### [Tâche courte A]
Réécrivez sous forme de liste le paragraphe du texte sur l'église de Saint-Gabriel-de-Brandon qui commence par « En juin 2017 ». Conservez-en les faits principaux.
### [Tâche courte B]
Prolongez le texte sur l'église de Saint-Gabriel-de-Brandon en partant de sa dernière phrase.

### [Extrait du texte]

Dans le grand bazar de l’Eglise, comment peut-on encore être catholique ?

Dans le grand bazar de l’Eglise, comment peut-on encore être catholique ?

De Louis Cornellier depuis le Québec sur Présence-Info:

En juin 2017, en visite dans mon village natal de Saint-Gabriel-de-Brandon, j’ai assisté à une scène affligeante. Le curé de la paroisse, aux prises avec la vétusté de l’église, avait décidé, sans réelle consultation populaire, que l’heure était venue d’abandonner les lieux et de se réfugier, pour les célébrations, dans la sacristie.

En guise de cérémonie des adieux au temple, le curé avait organisé une foire. Dans l’église désormais dépouillée de ses bancs – le mot «dépossession» s’est imposé à mon esprit —, on pouvait acheter de vieilles babioles vendues au profit de la paroisse. «Venez au Big Bazar du curé!» clamait, en franglais, la promotion de l’événement. Comme requiem, on aurait pu espérer mieux, il me semble.

[Entrées enregistrées]

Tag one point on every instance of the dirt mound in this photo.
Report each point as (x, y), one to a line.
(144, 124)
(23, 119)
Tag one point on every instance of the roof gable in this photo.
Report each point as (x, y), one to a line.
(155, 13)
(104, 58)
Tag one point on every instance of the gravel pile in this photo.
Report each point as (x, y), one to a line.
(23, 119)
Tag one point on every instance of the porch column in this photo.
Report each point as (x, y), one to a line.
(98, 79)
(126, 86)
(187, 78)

* * *

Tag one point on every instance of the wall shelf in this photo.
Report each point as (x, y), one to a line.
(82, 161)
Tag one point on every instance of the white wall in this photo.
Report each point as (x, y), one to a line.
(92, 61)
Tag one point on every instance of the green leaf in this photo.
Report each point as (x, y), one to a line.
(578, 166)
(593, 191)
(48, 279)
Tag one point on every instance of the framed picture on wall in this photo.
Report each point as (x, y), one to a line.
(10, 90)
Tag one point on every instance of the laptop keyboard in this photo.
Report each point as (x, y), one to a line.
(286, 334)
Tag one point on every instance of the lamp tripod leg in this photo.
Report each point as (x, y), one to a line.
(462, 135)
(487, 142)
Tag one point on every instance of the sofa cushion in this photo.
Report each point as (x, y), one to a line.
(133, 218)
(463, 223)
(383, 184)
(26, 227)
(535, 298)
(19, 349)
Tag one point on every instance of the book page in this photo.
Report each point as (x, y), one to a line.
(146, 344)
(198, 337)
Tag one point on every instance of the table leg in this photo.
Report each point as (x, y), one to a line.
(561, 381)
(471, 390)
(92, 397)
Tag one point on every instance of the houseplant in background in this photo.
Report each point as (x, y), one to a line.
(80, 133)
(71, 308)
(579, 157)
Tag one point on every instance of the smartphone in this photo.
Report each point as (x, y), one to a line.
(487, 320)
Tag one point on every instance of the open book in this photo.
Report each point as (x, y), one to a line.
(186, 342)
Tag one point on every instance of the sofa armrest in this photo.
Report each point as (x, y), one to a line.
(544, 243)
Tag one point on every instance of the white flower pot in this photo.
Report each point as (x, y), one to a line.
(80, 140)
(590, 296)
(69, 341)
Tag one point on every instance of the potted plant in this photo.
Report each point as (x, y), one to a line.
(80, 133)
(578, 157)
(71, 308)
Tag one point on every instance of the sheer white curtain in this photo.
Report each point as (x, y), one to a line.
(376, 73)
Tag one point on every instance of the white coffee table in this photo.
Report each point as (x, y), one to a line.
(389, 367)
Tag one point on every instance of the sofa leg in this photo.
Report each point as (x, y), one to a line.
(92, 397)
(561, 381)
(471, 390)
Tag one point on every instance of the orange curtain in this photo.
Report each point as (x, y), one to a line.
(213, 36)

...

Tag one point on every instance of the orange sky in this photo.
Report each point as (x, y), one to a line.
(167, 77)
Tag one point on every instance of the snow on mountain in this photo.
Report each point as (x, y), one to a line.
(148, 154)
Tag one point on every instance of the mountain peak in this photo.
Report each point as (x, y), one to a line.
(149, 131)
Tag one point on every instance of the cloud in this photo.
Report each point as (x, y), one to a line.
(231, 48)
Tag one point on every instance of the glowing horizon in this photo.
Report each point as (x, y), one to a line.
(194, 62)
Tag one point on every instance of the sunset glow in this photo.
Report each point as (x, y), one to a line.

### [Réponse attendue A]
- Juin 2017 : visite au village natal de Saint-Gabriel-de-Brandon, marquée par une scène affligeante.
- Le curé de la paroisse faisait face à la vétusté de l'église.
- Sans réelle consultation populaire, il a décidé d'abandonner les lieux.
- Les célébrations devaient désormais se tenir dans la sacristie.

### [Réponse attendue B]
Les églises de Barrès

Tout en ne pouvant m’empêcher de faire un lien entre le sort de mon église et celui du catholicisme québécois en général, j’ai pensé, alors, au discours de l’écrivain et député français Maurice Barrès, devant l’Assemblée nationale le 16 janvier 1911. Depuis 1905, en France, une loi établit une séparation entre l’Église et l’État. Les lieux de culte demeurent propriété de l’État, mais sont gérés par les groupes religieux. Certains de ces lieux ont un urgent besoin de rénovation. Les plus prestigieux d’entre eux sont pris en charge par l’État, qui assume ainsi son devoir de préservation du patrimoine, mais les autres, les églises ordinaires, sont laissés à l’abandon. Barrès y voit une faute spirituelle et en appelle à une intervention de l’État. Le discours, dont on peut lire de larges extraits dans Les écrivains engagent le débat (Folio, 2017), est magnifique.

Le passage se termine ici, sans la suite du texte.